> **Short task**
Could you write out the lines from the one containing "of the pink" through the last line, inclusive, keeping the requests unchanged and shifting every coordinate in the answers up by 115?

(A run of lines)
■ ■ ■ ■ ■

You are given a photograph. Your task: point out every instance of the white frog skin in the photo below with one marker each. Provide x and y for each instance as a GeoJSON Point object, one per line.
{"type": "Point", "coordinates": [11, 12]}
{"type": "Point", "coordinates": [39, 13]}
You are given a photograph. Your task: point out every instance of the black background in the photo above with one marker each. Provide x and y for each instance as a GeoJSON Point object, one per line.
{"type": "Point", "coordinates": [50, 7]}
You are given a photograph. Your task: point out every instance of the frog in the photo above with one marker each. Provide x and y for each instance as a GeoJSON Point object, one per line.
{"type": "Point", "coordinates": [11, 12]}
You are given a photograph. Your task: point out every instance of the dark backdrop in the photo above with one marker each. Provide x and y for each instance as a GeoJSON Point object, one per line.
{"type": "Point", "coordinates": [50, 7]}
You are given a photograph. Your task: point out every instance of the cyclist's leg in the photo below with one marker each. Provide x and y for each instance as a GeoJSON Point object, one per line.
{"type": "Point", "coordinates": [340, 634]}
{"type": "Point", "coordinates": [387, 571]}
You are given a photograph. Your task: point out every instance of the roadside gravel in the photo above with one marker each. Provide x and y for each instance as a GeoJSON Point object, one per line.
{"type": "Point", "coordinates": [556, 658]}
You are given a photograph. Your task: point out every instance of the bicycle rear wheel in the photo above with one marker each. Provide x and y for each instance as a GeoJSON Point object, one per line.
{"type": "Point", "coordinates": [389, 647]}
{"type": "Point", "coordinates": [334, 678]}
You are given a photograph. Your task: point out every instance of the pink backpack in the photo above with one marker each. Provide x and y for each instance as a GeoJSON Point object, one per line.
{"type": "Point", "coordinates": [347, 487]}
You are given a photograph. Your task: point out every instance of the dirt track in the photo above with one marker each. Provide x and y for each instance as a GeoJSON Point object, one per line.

■ ■ ■ ■ ■

> **Answer in full**
You are given a photograph. Your task: point out every instance of the pink backpack in the photo above with one marker each. Provide x and y for each instance as a GeoJSON Point object, one per line.
{"type": "Point", "coordinates": [462, 602]}
You are given a photograph. Your task: point out every instance of the dirt track in the photo above with one marker each. Provide x and y for each instance as a GeoJSON Point object, one per line.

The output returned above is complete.